**Exercise objective**
Each line in the records below, from the one that contains "instance, sample <point>525,136</point>." to the one that contains "instance, sample <point>168,414</point>.", should be reproduced exactly, the first and last included.

**Records provided**
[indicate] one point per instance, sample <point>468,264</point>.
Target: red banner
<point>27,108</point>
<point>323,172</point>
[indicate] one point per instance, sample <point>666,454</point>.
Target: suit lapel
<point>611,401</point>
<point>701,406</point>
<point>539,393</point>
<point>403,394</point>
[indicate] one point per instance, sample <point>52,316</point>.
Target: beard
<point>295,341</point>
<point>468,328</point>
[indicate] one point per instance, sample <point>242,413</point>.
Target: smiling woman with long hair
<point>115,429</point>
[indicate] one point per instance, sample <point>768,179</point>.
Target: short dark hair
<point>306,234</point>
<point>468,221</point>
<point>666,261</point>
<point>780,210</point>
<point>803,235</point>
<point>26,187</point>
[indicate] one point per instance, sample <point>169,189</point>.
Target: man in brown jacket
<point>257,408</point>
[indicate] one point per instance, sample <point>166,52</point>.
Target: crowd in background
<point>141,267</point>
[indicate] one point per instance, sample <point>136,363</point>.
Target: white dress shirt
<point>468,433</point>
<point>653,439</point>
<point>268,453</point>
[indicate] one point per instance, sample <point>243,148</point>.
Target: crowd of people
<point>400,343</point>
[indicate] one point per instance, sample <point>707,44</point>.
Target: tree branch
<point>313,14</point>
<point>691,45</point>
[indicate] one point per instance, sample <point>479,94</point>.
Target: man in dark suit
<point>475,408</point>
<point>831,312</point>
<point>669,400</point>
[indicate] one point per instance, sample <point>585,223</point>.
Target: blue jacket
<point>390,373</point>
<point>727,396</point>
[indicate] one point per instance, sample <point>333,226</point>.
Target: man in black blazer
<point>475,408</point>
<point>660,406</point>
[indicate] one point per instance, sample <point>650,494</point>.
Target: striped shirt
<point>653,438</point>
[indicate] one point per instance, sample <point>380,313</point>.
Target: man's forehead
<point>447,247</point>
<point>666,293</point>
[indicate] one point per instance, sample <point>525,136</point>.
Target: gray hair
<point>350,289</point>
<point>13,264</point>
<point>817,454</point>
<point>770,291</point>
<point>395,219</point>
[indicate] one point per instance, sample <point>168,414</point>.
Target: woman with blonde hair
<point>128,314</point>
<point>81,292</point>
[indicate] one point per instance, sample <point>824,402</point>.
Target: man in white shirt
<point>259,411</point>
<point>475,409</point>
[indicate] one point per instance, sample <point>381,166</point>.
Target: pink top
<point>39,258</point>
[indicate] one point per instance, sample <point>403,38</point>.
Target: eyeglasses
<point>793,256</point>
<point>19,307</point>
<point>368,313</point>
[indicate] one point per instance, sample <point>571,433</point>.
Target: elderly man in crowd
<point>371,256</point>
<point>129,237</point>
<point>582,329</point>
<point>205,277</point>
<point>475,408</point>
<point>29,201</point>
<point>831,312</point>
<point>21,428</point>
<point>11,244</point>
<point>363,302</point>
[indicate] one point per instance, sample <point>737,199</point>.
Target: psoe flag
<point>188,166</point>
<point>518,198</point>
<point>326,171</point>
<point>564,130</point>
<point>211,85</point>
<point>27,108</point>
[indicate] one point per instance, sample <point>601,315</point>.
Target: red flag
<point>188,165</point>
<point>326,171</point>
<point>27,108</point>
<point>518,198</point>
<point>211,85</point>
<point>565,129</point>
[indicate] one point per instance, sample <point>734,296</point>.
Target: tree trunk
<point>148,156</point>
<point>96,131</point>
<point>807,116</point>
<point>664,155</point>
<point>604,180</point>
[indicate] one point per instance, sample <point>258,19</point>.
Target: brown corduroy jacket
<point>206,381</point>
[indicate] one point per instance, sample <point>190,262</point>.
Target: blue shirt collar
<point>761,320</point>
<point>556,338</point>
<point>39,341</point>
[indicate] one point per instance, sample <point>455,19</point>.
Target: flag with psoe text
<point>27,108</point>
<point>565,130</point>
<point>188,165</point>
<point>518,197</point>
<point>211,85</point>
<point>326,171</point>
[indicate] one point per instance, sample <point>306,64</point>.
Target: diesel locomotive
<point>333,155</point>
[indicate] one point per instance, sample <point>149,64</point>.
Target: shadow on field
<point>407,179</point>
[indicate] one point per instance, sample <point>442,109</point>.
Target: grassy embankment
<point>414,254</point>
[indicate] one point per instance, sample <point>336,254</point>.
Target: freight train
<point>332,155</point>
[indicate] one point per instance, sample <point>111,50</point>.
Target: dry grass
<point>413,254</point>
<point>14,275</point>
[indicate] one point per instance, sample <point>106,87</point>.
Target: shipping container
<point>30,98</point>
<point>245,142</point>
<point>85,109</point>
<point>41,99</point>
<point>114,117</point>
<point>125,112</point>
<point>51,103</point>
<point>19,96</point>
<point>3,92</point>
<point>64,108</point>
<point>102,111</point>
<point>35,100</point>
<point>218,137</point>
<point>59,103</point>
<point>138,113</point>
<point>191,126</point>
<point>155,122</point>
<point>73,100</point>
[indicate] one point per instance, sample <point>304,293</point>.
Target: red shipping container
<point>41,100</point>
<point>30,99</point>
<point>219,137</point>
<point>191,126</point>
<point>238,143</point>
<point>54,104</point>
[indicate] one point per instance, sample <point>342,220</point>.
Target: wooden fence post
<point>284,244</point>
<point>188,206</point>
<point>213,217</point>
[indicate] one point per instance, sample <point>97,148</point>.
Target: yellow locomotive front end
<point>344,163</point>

**Answer box**
[indicate] one point per instance, sample <point>525,136</point>.
Target: gray hair
<point>350,289</point>
<point>13,264</point>
<point>817,454</point>
<point>770,291</point>
<point>395,219</point>
[indicate] one point per instance, sample <point>168,414</point>.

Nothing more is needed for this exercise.